▶ **SHORT PROBLEM**
Write out every one of the records below word for word, with no changes.

▶ **DATA TO PROCESS**
***
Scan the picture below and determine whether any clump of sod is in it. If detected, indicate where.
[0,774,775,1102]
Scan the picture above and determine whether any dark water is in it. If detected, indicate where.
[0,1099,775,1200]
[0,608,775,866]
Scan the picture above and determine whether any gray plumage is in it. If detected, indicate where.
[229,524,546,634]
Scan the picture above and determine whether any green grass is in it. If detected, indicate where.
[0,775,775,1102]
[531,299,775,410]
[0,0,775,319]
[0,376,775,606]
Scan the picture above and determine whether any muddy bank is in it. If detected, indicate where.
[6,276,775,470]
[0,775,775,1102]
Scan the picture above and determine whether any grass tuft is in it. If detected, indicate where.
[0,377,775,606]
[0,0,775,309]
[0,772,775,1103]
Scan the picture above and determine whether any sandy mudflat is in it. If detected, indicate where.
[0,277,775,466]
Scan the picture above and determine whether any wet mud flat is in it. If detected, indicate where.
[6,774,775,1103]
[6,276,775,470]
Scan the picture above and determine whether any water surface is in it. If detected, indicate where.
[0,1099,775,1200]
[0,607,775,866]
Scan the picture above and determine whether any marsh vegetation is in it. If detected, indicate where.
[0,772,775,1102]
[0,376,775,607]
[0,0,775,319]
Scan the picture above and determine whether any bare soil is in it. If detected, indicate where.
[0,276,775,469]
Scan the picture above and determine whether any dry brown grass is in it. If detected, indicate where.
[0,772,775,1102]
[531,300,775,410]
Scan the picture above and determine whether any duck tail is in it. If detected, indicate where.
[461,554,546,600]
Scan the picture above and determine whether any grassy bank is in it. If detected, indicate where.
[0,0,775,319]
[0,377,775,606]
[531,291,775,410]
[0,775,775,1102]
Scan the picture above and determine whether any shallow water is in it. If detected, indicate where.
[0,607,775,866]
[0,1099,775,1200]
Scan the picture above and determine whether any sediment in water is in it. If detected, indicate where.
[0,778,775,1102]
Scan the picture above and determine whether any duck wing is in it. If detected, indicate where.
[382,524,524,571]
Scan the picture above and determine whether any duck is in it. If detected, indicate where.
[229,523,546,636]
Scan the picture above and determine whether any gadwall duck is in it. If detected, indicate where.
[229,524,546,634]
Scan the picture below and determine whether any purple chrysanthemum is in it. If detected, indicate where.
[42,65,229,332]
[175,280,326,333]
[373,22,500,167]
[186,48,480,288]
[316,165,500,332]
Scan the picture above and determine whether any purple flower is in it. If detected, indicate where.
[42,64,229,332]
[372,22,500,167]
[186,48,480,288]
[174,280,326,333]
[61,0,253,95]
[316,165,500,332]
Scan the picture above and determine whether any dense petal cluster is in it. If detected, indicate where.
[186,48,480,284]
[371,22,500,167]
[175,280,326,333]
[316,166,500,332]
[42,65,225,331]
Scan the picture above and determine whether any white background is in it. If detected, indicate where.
***
▶ **ANSWER TO THIS PROBLEM**
Scan the picture below and determine whether any clump of sod is in it. If detected, indicate where.
[0,774,775,1102]
Scan the picture above and determine whether any dark water is in it. If detected, indicate where.
[0,1099,775,1200]
[0,608,775,866]
Scan the picture above and determine whether any gray plumage is in it. If detected, indicate where.
[229,524,546,634]
Scan the picture above and determine whether any green grass is in it. If detected, indicate where.
[0,775,775,1102]
[531,299,775,410]
[0,0,775,319]
[0,376,775,606]
Scan the picture above and determine whether any muddy bank is in it. If detected, indicate where.
[6,276,775,470]
[0,775,775,1102]
Scan the picture above and determine whether any grass tuft is in it. If detected, indicate where.
[0,377,775,606]
[0,0,775,309]
[0,772,775,1103]
Scan the picture above and determine whether any sandy mudflat is in it. If detected, indicate where.
[0,277,775,466]
Scan the picture above and determine whether any wet mud flat is in it. If detected, indicate where.
[6,774,775,1103]
[6,276,775,470]
Scan the picture above and determine whether any water surface is in it. If detected, indicate where.
[0,1099,775,1200]
[0,607,775,866]
Scan the picture above and determine whether any marsh vegetation is in it. If detected, indicate where.
[0,772,775,1102]
[0,376,775,607]
[0,0,775,319]
Scan the picture above and determine whether any bare soil is in it. If detected, indicate where.
[0,276,775,469]
Scan the picture above and determine whether any dry brown grass is in it. If detected, indicate where.
[0,772,775,1102]
[531,300,775,410]
Scan the picture above and determine whether any duck tail is in it. If detected, indicate where.
[461,554,546,600]
Scan the picture above and determine whether any grassy bank is in it. If detected, indicate where.
[0,0,775,319]
[0,377,775,606]
[531,291,775,410]
[0,775,775,1102]
Scan the picture above and determine whether any shallow water is in it. If detected, indicate where.
[0,607,775,866]
[0,1099,775,1200]
Scan the picture above and determine whether any sediment in water is in it. If detected, indicate where.
[0,778,775,1102]
Scan the picture above and determine whether any duck wing is in it. If detected, indicate where.
[382,524,524,571]
Scan the picture above and determine whether any duck is in it. If detected, indicate where.
[229,523,546,636]
Scan the picture above and determine whether any gadwall duck is in it. If detected, indicate where.
[229,524,546,634]
Scan the picture below and determine whether any purple chrysanthemum is in it. If detected, indicate where.
[42,65,229,332]
[175,280,326,333]
[373,22,500,167]
[186,48,480,288]
[316,165,500,332]
Scan the picture above and determine whether any purple flower is in it. If detected, indicate where.
[42,64,229,332]
[372,22,500,167]
[186,48,480,288]
[174,280,326,333]
[61,0,253,95]
[316,165,500,332]
Scan the picture above and determine whether any dense petal cluster is in it. If detected, indicate where.
[186,48,480,284]
[371,22,500,167]
[175,280,326,333]
[316,166,500,332]
[42,65,225,331]
Scan the picture above and determine whether any white background is in it. If detected, indicate where.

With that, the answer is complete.